• Study questions
A. According to the article on the retirement of the V-280 Valor, what maximum cruising speed did the V-280 reach?
B. Resume the article on the retirement of the V-280 Valor tiltrotor from the point where it stops.
** Opening Passage shown block **
WASHINGTON — Bell’s future vertical lift technology demonstrator, the V-280 Valor tiltrotor, has finished its flying career, according to a June 24 company announcement.

The demonstrator was built for the U.S. Army Joint Multi-Role Technology Demonstrator program and flew for the first time in December 2017. It spent the last three-and-half years proving out the service’s requirements for a future long-range assault aircraft, or FLRAA.

The service continued flying the demonstrator beyond the JMR program in a two-phase competitive demonstration and risk-reduction effort.

Bell will continue into the second phase of the risk-reduction effort “to provide initial preliminary designs for major subsystems and the conceptual weapons system, based on data-proven performance that ensures transformational capabilities will be delivered in line with the Army’s schedule,” the company said in its statement.

The Army is close to releasing its request for proposals for FLRAA that will kick off the official program of record. Bell is expected to compete against a Sikorsky-Boeing team that also flew a JMR technology demonstrator — the SB-1 Defiant coaxial helicopter.

The service is on a path to procure two new vertical lift aircraft by 2030, pursuing a future attack reconnaissance aircraft, or FARA, in addition to FLRAA. Bell and Sikorsky are competing against one another in the FARA competition, and each is building an aircraft for a first flight in fiscal 2022.

Although Bell’s first V-280 technology demonstrator is retiring, the technology and lessons learned from the first aircraft will live on in the company’s solution that will be submitted for the FLRAA competition.

Over the demonstration and risk-reduction phase, the V-280 flew more than 214 hours and showed off low-speed agility and long-range cruise capabilities, and reached a maximum 305-knot cruising speed. The Army’s threshold requirement is expected to be in the 230- to 250-knot range for the FLRAA program of record.
** Closing Passage shown block **
** Opening Recorded information block **
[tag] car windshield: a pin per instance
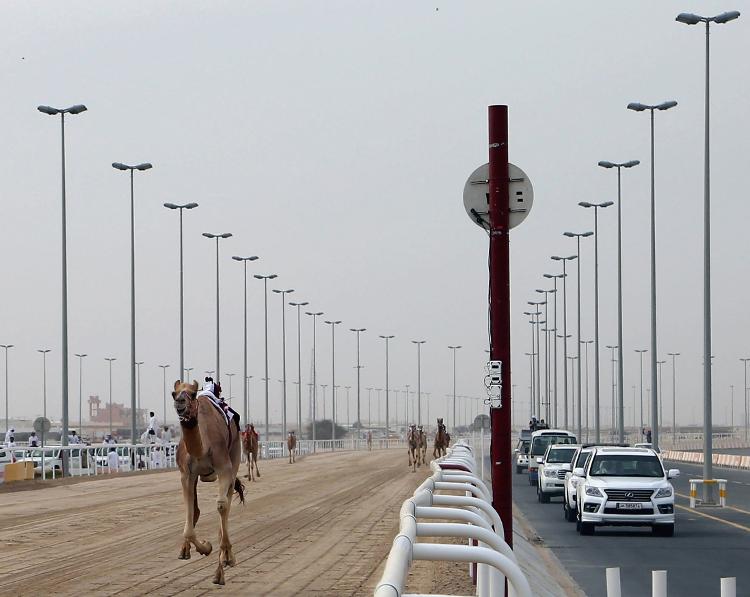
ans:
(626, 465)
(561, 455)
(540, 443)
** Closing Recorded information block **
• Expected results
A. 305 knots

B.
Five Army experimental test pilots have flown the V-280 over 15 sorties, according to the company statement. The company used feedback from Army pilots, mechanics and infantry squads to help inform design plans.

Also through the V-280 program, Bell provided “extensive” data explaining how its aircraft, through the incorporation of a modular, open-systems approach, brings efficiency to a future program.

“We have come a long way since we started our journey eight years ago. We made commitments, we safely executed our program on time, and we validated our performance claims and the accuracy of our digital models through flight demonstrations,” Ryan Ehinger, Bell’s vice president and program director for FLRAA, said in the statement. “Ultimately, the Army doesn’t send warfighters into battle riding in the back of digital models and so we thought it was important to bring that physical proof.”

“The FLRAA challenge presented by the U.S. Army was unattainable using helicopter configurations. They have been clear about the need to modernize and field transformational capabilities,” Keith Flail, Bell’s executive vice president of advanced vertical lift systems, said in the statement. “We assessed several vertical lift technologies and determined the tiltrotor to be the only solution to the agility, range, and speed requirements of a Long-Range Assault Aircraft that can meet the cost, timeline, and risk profile required for a successful acquisition program.”